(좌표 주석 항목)

┌────────

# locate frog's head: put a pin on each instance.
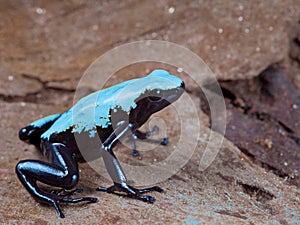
(157, 90)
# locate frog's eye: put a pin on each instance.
(154, 98)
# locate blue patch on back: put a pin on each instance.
(93, 110)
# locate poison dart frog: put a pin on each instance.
(107, 115)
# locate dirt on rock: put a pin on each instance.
(251, 46)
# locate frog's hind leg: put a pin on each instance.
(60, 171)
(145, 136)
(32, 132)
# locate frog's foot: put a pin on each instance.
(63, 196)
(132, 192)
(145, 136)
(65, 192)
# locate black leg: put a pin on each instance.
(116, 173)
(61, 171)
(131, 191)
(145, 137)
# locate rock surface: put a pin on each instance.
(46, 46)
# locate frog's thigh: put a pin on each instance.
(60, 171)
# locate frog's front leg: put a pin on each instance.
(116, 173)
(145, 137)
(60, 171)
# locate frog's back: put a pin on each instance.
(88, 113)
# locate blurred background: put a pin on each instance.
(253, 48)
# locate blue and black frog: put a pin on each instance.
(109, 115)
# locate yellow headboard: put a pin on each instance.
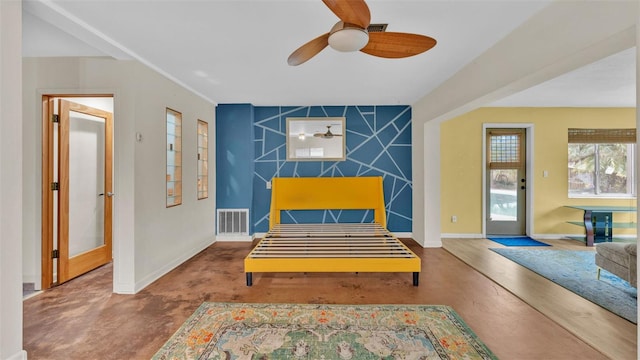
(324, 193)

└────────

■ **연습 과제**:
위에 있는 기록을 처음부터 끝까지 한 줄도 바꾸지 말고 그대로 따라 적으세요. 그림은 빼고 적으세요.

■ **과제 답안**:
# locate frog's head: put a pin on each instance.
(157, 90)
# locate frog's eye: put a pin on each instance.
(154, 98)
# locate blue patch on back: put a pin on each instance.
(93, 110)
# locate poison dart frog: put a pin on each instance.
(107, 115)
# locate dirt on rock: put a pin on each instance.
(251, 46)
# locate frog's hind leg: put a pin on each instance.
(60, 171)
(145, 136)
(32, 132)
# locate frog's foot: put a pin on each instance.
(63, 196)
(132, 192)
(145, 136)
(65, 192)
# locate black leg: put a pin on each instance.
(116, 173)
(61, 171)
(131, 191)
(145, 137)
# locate rock surface: put a pin on each instance.
(46, 46)
# locate frog's thigh: put a pin on each instance.
(60, 171)
# locate frog's front leg: put a pin on each instance.
(116, 173)
(145, 137)
(60, 171)
# locate frog's back: put a pin on each instance.
(88, 113)
# locate blurred background: put a pin on each instance.
(253, 48)
# locate blue and black frog: put a pin on each instance.
(109, 115)
# locate yellow headboard: put a pin on each instance.
(324, 193)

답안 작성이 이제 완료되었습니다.